Photo-based referring expression data
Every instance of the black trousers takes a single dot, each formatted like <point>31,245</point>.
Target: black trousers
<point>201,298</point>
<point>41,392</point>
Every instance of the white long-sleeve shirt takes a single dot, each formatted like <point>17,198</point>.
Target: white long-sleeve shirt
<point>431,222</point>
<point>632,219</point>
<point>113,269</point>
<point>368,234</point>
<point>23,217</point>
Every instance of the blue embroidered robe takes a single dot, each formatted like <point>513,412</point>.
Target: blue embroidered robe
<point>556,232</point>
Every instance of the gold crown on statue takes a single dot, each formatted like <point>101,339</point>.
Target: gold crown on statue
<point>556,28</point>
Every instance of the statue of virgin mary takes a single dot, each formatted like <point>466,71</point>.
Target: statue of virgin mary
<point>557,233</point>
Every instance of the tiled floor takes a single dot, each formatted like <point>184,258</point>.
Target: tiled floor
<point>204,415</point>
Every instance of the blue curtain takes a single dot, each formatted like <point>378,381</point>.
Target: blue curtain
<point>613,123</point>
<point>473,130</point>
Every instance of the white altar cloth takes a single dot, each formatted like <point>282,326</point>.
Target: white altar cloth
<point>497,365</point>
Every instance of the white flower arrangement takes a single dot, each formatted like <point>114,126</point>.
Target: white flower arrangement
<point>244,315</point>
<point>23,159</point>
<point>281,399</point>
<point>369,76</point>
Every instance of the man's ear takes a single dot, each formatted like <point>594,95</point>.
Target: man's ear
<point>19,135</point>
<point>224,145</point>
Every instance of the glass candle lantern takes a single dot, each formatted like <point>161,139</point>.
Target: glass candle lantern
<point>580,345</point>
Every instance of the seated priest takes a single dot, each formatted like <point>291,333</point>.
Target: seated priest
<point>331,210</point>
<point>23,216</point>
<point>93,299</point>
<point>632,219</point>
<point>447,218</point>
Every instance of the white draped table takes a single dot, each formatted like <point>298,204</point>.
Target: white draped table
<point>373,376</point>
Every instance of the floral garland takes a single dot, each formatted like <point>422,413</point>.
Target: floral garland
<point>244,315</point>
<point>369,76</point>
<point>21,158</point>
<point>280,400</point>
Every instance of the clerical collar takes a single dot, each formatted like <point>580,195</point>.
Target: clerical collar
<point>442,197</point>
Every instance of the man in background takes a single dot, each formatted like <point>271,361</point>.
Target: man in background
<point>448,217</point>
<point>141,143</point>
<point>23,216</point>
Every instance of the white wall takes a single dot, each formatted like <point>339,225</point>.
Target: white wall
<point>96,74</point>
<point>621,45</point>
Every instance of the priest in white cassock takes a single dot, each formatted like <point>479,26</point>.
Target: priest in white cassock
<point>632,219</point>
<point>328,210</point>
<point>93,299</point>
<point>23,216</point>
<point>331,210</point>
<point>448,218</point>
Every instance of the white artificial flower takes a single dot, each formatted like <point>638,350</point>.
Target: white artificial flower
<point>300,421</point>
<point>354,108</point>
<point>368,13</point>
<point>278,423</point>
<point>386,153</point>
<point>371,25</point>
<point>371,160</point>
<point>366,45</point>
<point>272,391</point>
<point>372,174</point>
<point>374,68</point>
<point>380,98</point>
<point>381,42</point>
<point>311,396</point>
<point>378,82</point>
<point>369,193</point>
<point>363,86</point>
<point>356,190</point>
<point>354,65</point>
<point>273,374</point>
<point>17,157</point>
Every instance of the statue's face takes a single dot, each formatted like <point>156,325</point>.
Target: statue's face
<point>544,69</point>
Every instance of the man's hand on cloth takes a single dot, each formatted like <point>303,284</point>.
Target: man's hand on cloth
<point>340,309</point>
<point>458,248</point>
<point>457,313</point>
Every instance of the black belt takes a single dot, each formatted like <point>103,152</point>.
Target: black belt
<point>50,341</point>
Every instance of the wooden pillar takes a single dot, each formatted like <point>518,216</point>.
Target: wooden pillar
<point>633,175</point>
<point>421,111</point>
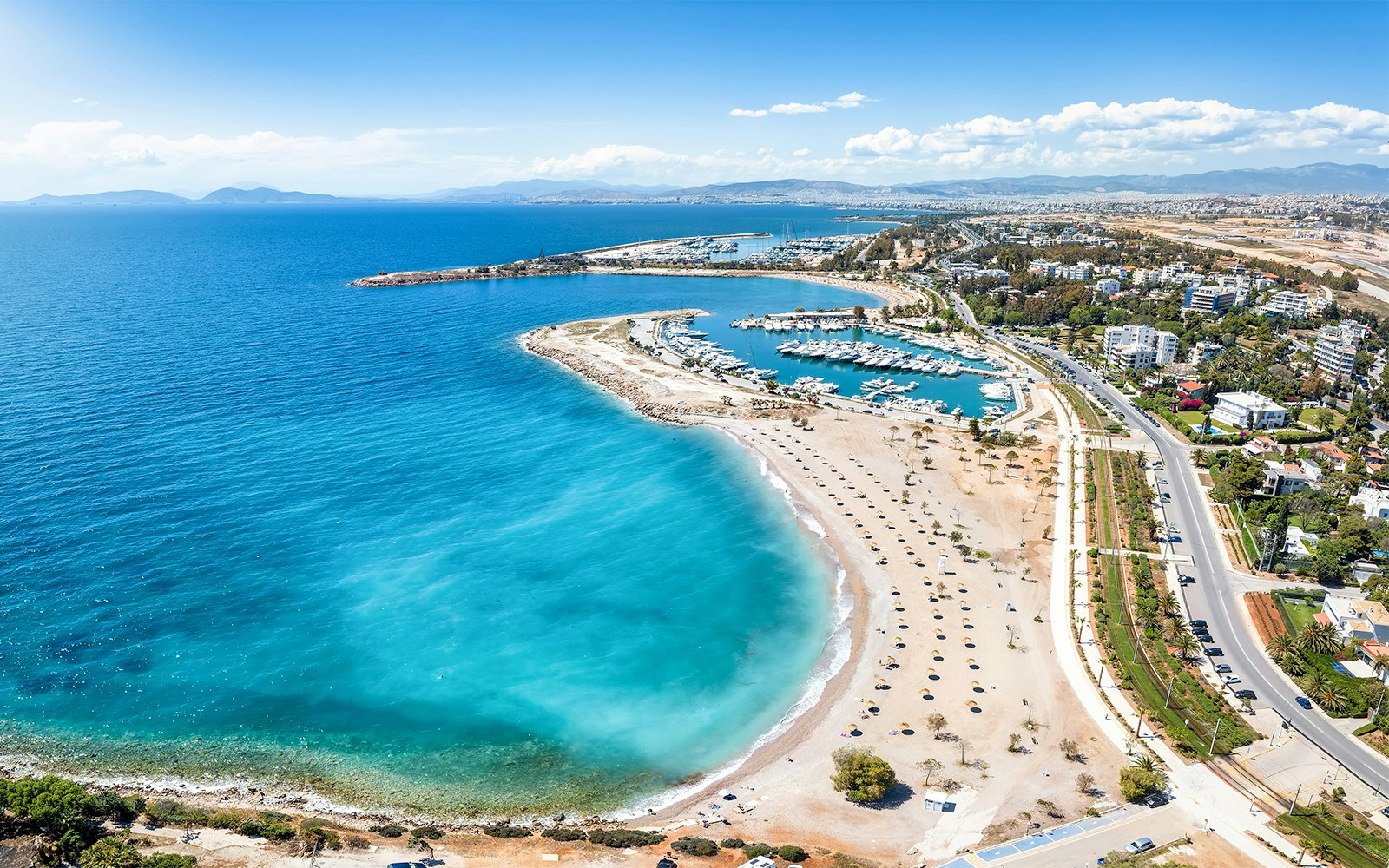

_Task statement_: The entries above must be restated exactly in the answer, and the pictures left out.

_Output of the exercise_:
Every instance of the black trousers takes a single dot, each formatted like <point>31,245</point>.
Target: black trousers
<point>201,298</point>
<point>41,392</point>
Every instance of the white long-sleeve shirt takes a single dot, each formatted like <point>17,198</point>.
Target: white long-sleeve shirt
<point>431,222</point>
<point>632,219</point>
<point>113,269</point>
<point>368,234</point>
<point>23,217</point>
Every instance of the blue embroidered robe takes a single dot, each formatted like <point>513,412</point>.
Target: blue embroidered robe
<point>556,232</point>
Every instance of the gold crown on statue takes a single dot, each formatted like <point>101,339</point>.
Target: gold crown on statue
<point>556,28</point>
Every instance of the statue of virgin mary takes a single dot, each formatted like <point>466,71</point>.
Target: statue of virgin mary
<point>557,233</point>
Every instance of the tiled floor takes a single dot, each formatted like <point>184,258</point>.
Target: tiled floor
<point>204,415</point>
Every instance of the blue curtain takes a single dot, each formatted like <point>378,381</point>.
Target: blue curtain
<point>613,123</point>
<point>473,130</point>
Every instance of the white altar cloth takes a single dot, each formatted like <point>282,326</point>.
Target: white altar cloth
<point>497,365</point>
Every instance of the white flower arrangement takes a single dot, each formatted like <point>114,126</point>.
Target: white flower arrangement
<point>244,315</point>
<point>23,159</point>
<point>281,399</point>
<point>369,76</point>
Every instance of the man's ear takes a single dot, each formatted like <point>594,95</point>.
Target: man's ear
<point>19,135</point>
<point>224,145</point>
Every instance of the glass candle lantern takes a single dot, each formatted like <point>161,139</point>.
Target: glass candle lantern
<point>580,345</point>
Every instance of the seated priest takes a single dot, each formatted like <point>291,333</point>.
Target: seated priest
<point>331,210</point>
<point>23,216</point>
<point>93,299</point>
<point>632,219</point>
<point>447,218</point>
Every instance of the white draped table takes a single dot, each formatted like <point>298,204</point>.
Target: white draped table
<point>373,376</point>
Every instance of the floral garland takes a single dot, each formatted like <point>422,413</point>.
Target: floral garland
<point>244,315</point>
<point>369,76</point>
<point>21,158</point>
<point>280,400</point>
Every instance of the clerical collar takes a single dot, each formatted like <point>580,195</point>.
Target: clerical collar
<point>442,197</point>
Every instance of the man in background takes a single dot, each formatted like <point>271,361</point>.
Target: man in background
<point>448,217</point>
<point>141,143</point>
<point>23,216</point>
Every instance of the white wall takes a single dot, each formatted like <point>339,225</point>.
Target: white wall
<point>96,74</point>
<point>621,45</point>
Every instance of the priest in white cassock takes a single dot, each formatted like <point>479,26</point>.
Target: priest in white cassock
<point>632,219</point>
<point>328,210</point>
<point>93,299</point>
<point>23,216</point>
<point>331,210</point>
<point>448,218</point>
Every instance of the white artificial flower takes a single dot, each formatted like <point>638,350</point>.
Target: white artificial flower
<point>300,421</point>
<point>354,108</point>
<point>368,13</point>
<point>278,423</point>
<point>386,153</point>
<point>371,25</point>
<point>371,160</point>
<point>366,45</point>
<point>272,391</point>
<point>372,174</point>
<point>374,68</point>
<point>380,98</point>
<point>381,42</point>
<point>311,396</point>
<point>378,82</point>
<point>369,193</point>
<point>363,86</point>
<point>356,190</point>
<point>354,65</point>
<point>273,374</point>
<point>17,157</point>
Every instance of the statue's face takes a single dot, each formatted like <point>156,325</point>.
Target: statue's face
<point>544,69</point>
Every instance of the man's hand on cloth takes a single dot, each formatted like <point>303,284</point>.
Target: man's hand on cloth
<point>340,309</point>
<point>458,248</point>
<point>457,313</point>
Every instance of the black belt takes a single dot, each formatted like <point>103,152</point>.
Target: black belt
<point>50,341</point>
Every instance of the wooden pillar takes a single dot, each formatted like <point>518,216</point>.
Target: wooden pillar
<point>633,175</point>
<point>421,111</point>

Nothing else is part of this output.